Another pair started developing the rules with a cell class, and initially had an alive? method which performed the life calculation. After some discussion they split the class into two – one for a living cell and another for a dead one. This removed a level of nesting from the calculations (which ended up in a different method), but interestingly left alive? in both classes, hardcoded to true and false respectively. We decided that this would have looked less odd in Java, where the method would have been declared abstractly in a superclass or interface.

One pair had decided to try implementing a solution with no if statements, but resorted to cheating by using a case instead!

In general, a lot of people – particularly those new to TDD – were starting to get frustrated, feeling like they were just getting to the point where they were “about to start the interesting bit” as the 45 minutes were up. I told them that we’d just have two sessions after lunch rather than three, with the second session lengthened to give people a chance of implementing a working game.

▬▬▬

Problem description:
Reproduce the part of the pair-programming passage that starts with "Another pair started" and goes on through "superclass or interface.", copying it word for word.

Provided material:
▬▬▬

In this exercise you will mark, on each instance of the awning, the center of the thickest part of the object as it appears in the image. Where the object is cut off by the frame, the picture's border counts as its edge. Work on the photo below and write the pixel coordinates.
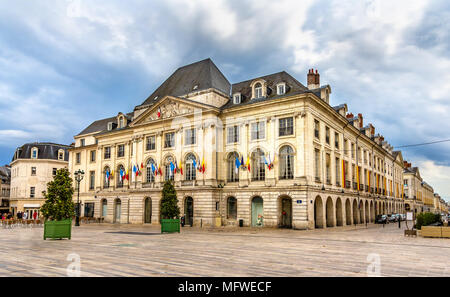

▬▬▬

Output for this exercise:
Another pair started developing the rules with a cell class, and initially had an alive? method which performed the life calculation. After some discussion they split the class into two – one for a living cell and another for a dead one. This removed a level of nesting from the calculations (which ended up in a different method), but interestingly left alive? in both classes, hardcoded to true and false respectively. We decided that this would have looked less odd in Java, where the method would have been declared abstractly in a superclass or interface.